* [WHAT YOU SHOULD DO] Rewrite the part that opens with the line containing "Return the polygon of every instance of the streaked" and closes with the final line, both included, as a JSON list of strings with one string per line. Leave out blank lines and any pictures.

* [SUPPLIED MATERIAL]
**********

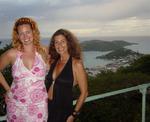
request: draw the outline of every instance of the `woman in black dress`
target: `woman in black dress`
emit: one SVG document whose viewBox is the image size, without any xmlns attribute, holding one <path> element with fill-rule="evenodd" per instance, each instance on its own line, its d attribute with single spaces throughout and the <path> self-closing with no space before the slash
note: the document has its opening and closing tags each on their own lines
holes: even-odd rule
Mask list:
<svg viewBox="0 0 150 122">
<path fill-rule="evenodd" d="M 73 122 L 87 97 L 87 78 L 77 38 L 68 30 L 57 30 L 50 42 L 50 70 L 47 75 L 48 122 Z M 73 86 L 80 95 L 73 108 Z"/>
</svg>

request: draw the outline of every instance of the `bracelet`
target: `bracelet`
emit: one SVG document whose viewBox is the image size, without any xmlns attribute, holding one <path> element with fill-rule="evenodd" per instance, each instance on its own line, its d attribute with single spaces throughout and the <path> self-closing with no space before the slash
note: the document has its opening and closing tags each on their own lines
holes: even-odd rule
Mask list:
<svg viewBox="0 0 150 122">
<path fill-rule="evenodd" d="M 73 112 L 72 112 L 71 115 L 72 115 L 74 118 L 76 118 L 79 114 L 80 114 L 80 112 L 73 110 Z"/>
</svg>

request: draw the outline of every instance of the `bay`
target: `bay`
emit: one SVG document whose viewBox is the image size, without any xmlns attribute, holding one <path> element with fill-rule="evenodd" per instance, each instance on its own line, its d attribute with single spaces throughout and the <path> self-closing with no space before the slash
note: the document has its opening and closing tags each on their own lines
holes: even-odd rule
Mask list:
<svg viewBox="0 0 150 122">
<path fill-rule="evenodd" d="M 132 36 L 132 37 L 88 37 L 88 38 L 80 38 L 80 42 L 86 40 L 104 40 L 104 41 L 113 41 L 113 40 L 124 40 L 131 43 L 137 43 L 136 45 L 126 46 L 126 48 L 131 49 L 135 52 L 150 54 L 150 36 Z M 6 44 L 10 43 L 10 39 L 0 39 L 2 42 L 0 44 L 0 49 L 2 49 Z M 43 38 L 42 44 L 49 45 L 49 39 Z M 94 68 L 94 67 L 103 67 L 108 63 L 113 61 L 104 60 L 104 59 L 96 59 L 97 56 L 105 55 L 109 52 L 100 52 L 100 51 L 86 51 L 83 52 L 83 61 L 86 68 Z"/>
</svg>

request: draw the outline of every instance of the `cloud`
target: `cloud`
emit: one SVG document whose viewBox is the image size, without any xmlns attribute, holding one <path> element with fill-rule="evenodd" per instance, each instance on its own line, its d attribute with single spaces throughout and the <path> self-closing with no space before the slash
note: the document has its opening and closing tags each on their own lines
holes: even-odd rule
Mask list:
<svg viewBox="0 0 150 122">
<path fill-rule="evenodd" d="M 18 17 L 34 18 L 42 36 L 59 28 L 79 36 L 147 35 L 149 0 L 0 0 L 0 37 L 10 36 Z"/>
</svg>

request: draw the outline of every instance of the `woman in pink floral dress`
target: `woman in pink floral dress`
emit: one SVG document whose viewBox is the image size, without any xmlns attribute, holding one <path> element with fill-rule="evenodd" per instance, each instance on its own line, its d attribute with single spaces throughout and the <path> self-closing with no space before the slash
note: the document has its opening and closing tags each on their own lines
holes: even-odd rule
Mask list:
<svg viewBox="0 0 150 122">
<path fill-rule="evenodd" d="M 7 91 L 8 122 L 46 122 L 46 48 L 40 45 L 39 30 L 30 18 L 19 18 L 13 28 L 13 48 L 0 57 L 0 70 L 12 65 L 13 82 L 7 84 L 0 72 L 0 84 Z"/>
</svg>

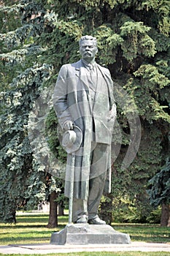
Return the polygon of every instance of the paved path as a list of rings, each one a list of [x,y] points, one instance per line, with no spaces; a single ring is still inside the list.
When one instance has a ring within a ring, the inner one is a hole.
[[[169,252],[170,244],[132,242],[130,244],[82,244],[82,245],[54,245],[11,244],[1,246],[0,253],[3,254],[42,254],[68,253],[80,252]]]

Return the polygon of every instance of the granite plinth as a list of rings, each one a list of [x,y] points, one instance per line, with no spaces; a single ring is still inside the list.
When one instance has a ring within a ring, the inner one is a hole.
[[[108,225],[68,224],[52,234],[50,244],[131,244],[131,239],[129,235],[115,231]]]

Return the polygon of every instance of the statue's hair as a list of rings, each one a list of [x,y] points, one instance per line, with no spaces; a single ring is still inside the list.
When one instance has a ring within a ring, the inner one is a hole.
[[[81,46],[81,44],[82,42],[82,41],[85,41],[85,40],[91,40],[91,41],[93,41],[94,42],[94,45],[97,46],[97,39],[96,37],[93,37],[92,36],[82,36],[80,41],[79,41],[79,45]]]

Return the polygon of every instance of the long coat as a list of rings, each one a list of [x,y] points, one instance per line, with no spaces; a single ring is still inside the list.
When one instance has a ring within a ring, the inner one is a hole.
[[[113,83],[109,69],[96,64],[101,74],[98,78],[94,101],[91,99],[89,78],[81,60],[62,66],[53,94],[53,105],[58,122],[63,128],[67,121],[72,121],[83,134],[82,145],[75,154],[74,197],[87,199],[90,167],[93,126],[95,126],[95,140],[111,145],[112,132],[115,116],[108,121],[109,111],[116,113],[113,97]],[[108,156],[107,175],[104,191],[111,188],[111,146]],[[65,195],[69,197],[70,173],[72,155],[68,154],[65,179]]]

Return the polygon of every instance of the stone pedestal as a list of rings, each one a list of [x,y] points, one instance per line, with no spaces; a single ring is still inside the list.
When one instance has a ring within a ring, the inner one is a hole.
[[[129,235],[108,225],[68,224],[51,236],[53,244],[131,244]]]

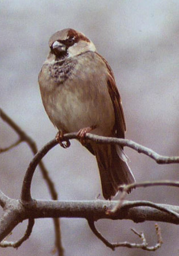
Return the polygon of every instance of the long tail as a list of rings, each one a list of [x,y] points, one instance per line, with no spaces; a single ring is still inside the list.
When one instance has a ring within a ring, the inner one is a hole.
[[[120,185],[135,181],[126,156],[121,147],[117,147],[109,144],[93,146],[99,170],[102,193],[106,199],[115,196]]]

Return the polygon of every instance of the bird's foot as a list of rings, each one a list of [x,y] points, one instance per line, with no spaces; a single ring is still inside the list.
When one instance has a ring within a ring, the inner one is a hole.
[[[63,133],[61,131],[59,131],[55,137],[55,139],[60,144],[61,147],[63,147],[64,148],[67,148],[70,146],[71,143],[68,139],[64,141],[63,137]]]
[[[86,144],[85,141],[85,135],[88,133],[90,133],[93,130],[96,128],[96,125],[92,125],[91,126],[85,127],[85,128],[82,128],[77,133],[77,137],[83,146]]]

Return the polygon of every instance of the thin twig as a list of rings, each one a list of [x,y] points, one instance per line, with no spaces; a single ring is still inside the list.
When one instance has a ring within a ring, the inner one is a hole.
[[[34,219],[33,218],[30,218],[28,219],[28,224],[27,228],[27,230],[24,234],[24,236],[19,239],[19,240],[16,241],[16,242],[7,242],[6,241],[3,240],[1,243],[0,243],[0,247],[13,247],[14,248],[18,248],[19,247],[22,243],[24,242],[26,240],[27,240],[27,239],[30,236],[32,231],[32,228],[34,225],[35,221]],[[5,238],[5,240],[6,238]]]
[[[157,224],[155,225],[156,234],[157,236],[157,243],[154,245],[153,246],[148,246],[148,243],[146,241],[146,239],[145,238],[144,234],[143,232],[139,233],[136,230],[133,229],[131,229],[132,231],[138,236],[140,239],[141,240],[142,242],[141,243],[130,243],[129,242],[123,242],[119,243],[111,243],[107,240],[103,236],[102,236],[101,233],[97,229],[95,226],[94,225],[94,221],[93,220],[88,219],[88,224],[94,233],[94,234],[101,240],[103,242],[106,246],[111,248],[113,251],[114,251],[115,249],[117,247],[127,247],[128,248],[140,248],[143,250],[147,250],[147,251],[155,251],[157,249],[161,247],[162,242],[161,235],[160,232],[160,229]]]
[[[115,207],[111,209],[111,210],[107,210],[106,211],[107,214],[114,214],[116,210],[119,210],[121,207],[122,207],[123,202],[124,200],[125,199],[126,196],[127,195],[127,192],[130,191],[132,188],[139,188],[139,187],[152,187],[152,186],[158,186],[158,185],[164,185],[164,186],[172,186],[172,187],[179,187],[179,181],[173,181],[171,180],[161,180],[161,181],[144,181],[144,182],[140,182],[140,183],[132,183],[131,184],[128,185],[122,185],[119,187],[119,188],[123,190],[123,192],[121,195],[120,198],[119,200],[118,203],[115,205]],[[165,207],[161,207],[157,205],[156,204],[155,204],[154,203],[149,202],[147,201],[143,201],[142,204],[141,204],[141,202],[139,201],[139,203],[137,203],[136,205],[136,207],[139,206],[149,206],[151,207],[155,208],[156,209],[157,209],[158,210],[160,210],[165,212],[167,212],[168,213],[170,213],[177,218],[179,218],[179,214],[173,212],[172,210],[168,209],[165,208]],[[134,205],[132,205],[132,207],[134,207]],[[128,205],[127,207],[130,207],[130,205]]]
[[[0,108],[0,117],[1,118],[6,122],[19,135],[19,139],[10,146],[9,147],[6,147],[6,148],[2,148],[1,152],[5,152],[8,151],[9,150],[14,147],[15,146],[19,144],[20,142],[24,141],[26,142],[27,144],[29,146],[33,154],[35,155],[38,152],[38,148],[36,145],[35,142],[33,141],[33,139],[28,136],[23,130],[14,122],[14,121],[10,118],[3,111],[2,109]],[[0,150],[1,152],[1,150]],[[48,172],[44,166],[43,162],[40,161],[39,163],[39,166],[40,170],[41,172],[42,175],[44,180],[45,180],[47,186],[48,187],[48,189],[49,192],[51,195],[51,197],[52,199],[55,200],[57,200],[58,199],[58,195],[55,189],[54,183],[52,181],[50,178]],[[63,255],[63,247],[61,244],[61,232],[60,232],[60,221],[57,221],[56,220],[54,220],[54,225],[55,225],[55,232],[56,234],[56,242],[55,245],[58,250],[59,256]],[[59,232],[59,234],[57,233]],[[59,241],[57,241],[57,239],[60,239]]]

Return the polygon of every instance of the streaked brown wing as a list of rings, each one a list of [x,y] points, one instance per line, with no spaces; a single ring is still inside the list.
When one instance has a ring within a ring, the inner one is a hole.
[[[107,61],[97,53],[103,59],[108,69],[107,86],[109,93],[111,98],[115,112],[115,123],[114,130],[115,135],[118,138],[124,138],[124,132],[126,130],[124,112],[122,108],[122,101],[117,86],[115,84],[113,71]]]

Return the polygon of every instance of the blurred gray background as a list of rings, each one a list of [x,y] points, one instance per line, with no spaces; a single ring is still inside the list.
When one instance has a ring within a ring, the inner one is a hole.
[[[126,138],[161,154],[178,155],[178,1],[6,0],[0,3],[0,13],[1,107],[39,148],[53,138],[56,131],[42,105],[38,73],[48,52],[50,36],[71,27],[90,38],[111,66],[122,98]],[[0,120],[1,147],[16,138]],[[125,151],[138,181],[178,179],[178,166],[159,166],[131,149]],[[0,188],[9,196],[19,197],[31,158],[25,143],[0,155]],[[95,158],[78,142],[73,141],[66,150],[56,146],[44,162],[60,200],[94,200],[101,193]],[[127,199],[178,205],[177,189],[139,188]],[[50,199],[39,169],[32,193],[35,199]],[[179,227],[174,225],[160,224],[164,244],[156,252],[126,248],[113,252],[93,235],[85,220],[61,222],[67,256],[179,255]],[[19,238],[26,224],[19,225],[9,239]],[[150,245],[156,241],[154,225],[109,220],[97,224],[110,241],[139,242],[130,230],[134,228],[145,233]],[[52,220],[37,220],[27,241],[18,250],[0,249],[0,255],[50,255],[53,242]]]

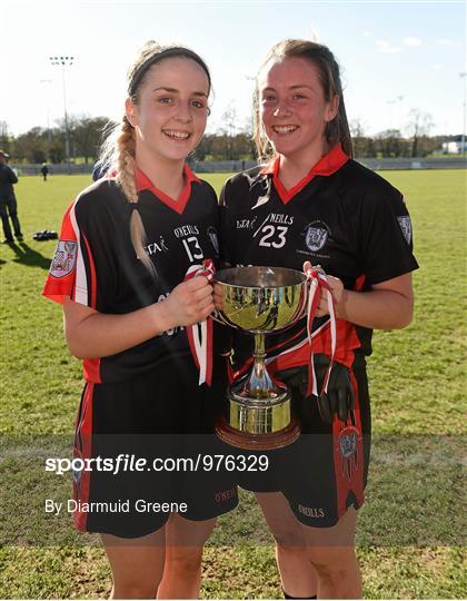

**********

* [WRITTEN ANSWER]
[
  "Return the polygon of every instance of the streaked brown wing as a list of rings, each one a list of [x,y] points, one instance per line, with no spaces; a single ring is still inside the list.",
  "When one instance has a ring within a ring, the inner one is a hole.",
  "[[[107,61],[97,53],[103,59],[108,69],[107,86],[109,93],[111,98],[115,112],[115,123],[114,130],[115,135],[118,138],[124,138],[124,132],[126,130],[124,112],[122,108],[122,101],[117,86],[115,84],[113,71]]]",
  "Return the polygon of every instance of the blurred gray background as a list of rings, each one a list of [x,y] points, one instance per line, with no spaces; a single ring is still inside the list.",
  "When one instance has a ring within a ring, the inner one is a hole.",
  "[[[126,138],[161,154],[178,155],[178,1],[6,0],[0,3],[0,13],[1,107],[39,148],[53,138],[56,131],[42,105],[38,73],[48,52],[50,36],[71,27],[90,38],[111,66],[122,98]],[[0,120],[1,147],[16,138]],[[125,151],[138,181],[178,179],[178,166],[159,166],[131,149]],[[0,188],[9,196],[19,197],[31,158],[25,143],[0,155]],[[95,158],[78,142],[73,141],[66,150],[56,146],[44,162],[60,200],[94,200],[101,193]],[[127,199],[178,205],[177,189],[139,188]],[[50,199],[39,169],[32,193],[35,199]],[[179,227],[174,225],[160,224],[164,244],[156,252],[126,248],[113,252],[93,235],[85,220],[61,222],[67,256],[179,255]],[[19,238],[26,224],[19,225],[9,239]],[[150,245],[156,241],[154,225],[109,220],[97,224],[110,241],[139,242],[130,230],[134,228],[145,233]],[[52,220],[37,220],[27,241],[18,250],[0,249],[0,255],[50,255],[53,242]]]"
]